__DOCUMENT PASSAGE__:
+---+
Turing went on to define a set of integers N as computable if there was a Turing machine which, given any number m as input, will halt on 1 if m is a member of N, and halt on 0 otherwise. Using a variant of Cantor's diagonal argument Turing proved, echoing earlier work by Kurt Godel and Alonzo Church, that some sets of integers are not computable.
Soon after the outbreak of war in 1939 Turing joined the government Code and Cypher School at Bletchley Park, Buckinghamshire. The Germans were known to be using a coding device called ‘Enigma’. The basic model looked like an electric typewriter; the keyboard (input) was connected to the typed output by three rotors which changed position after each letter. This was equivalent to a polyalphabetic system with a periodicity of 263 = 17,576. The military version of Enigma added a number of complications. The positions of the rotors could be changed, increasing the periodicity to 105,456. Further improvements increased the periodicity to over a trillion. The Germans felt that the military Enigma was ‘very close to practical insolvability’.
+---+
__INFORMATION PROVIDED__:
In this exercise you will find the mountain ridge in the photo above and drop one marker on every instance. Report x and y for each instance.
+---+
__EXERCISE BRIEF__:
Please return the stretch of the Turing passage from "Turing went on" through "are not computable.", copied word for word.

__EXERCISE ANSWER__:
Turing went on to define a set of integers N as computable if there was a Turing machine which, given any number m as input, will halt on 1 if m is a member of N, and halt on 0 otherwise. Using a variant of Cantor's diagonal argument Turing proved, echoing earlier work by Kurt Godel and Alonzo Church, that some sets of integers are not computable.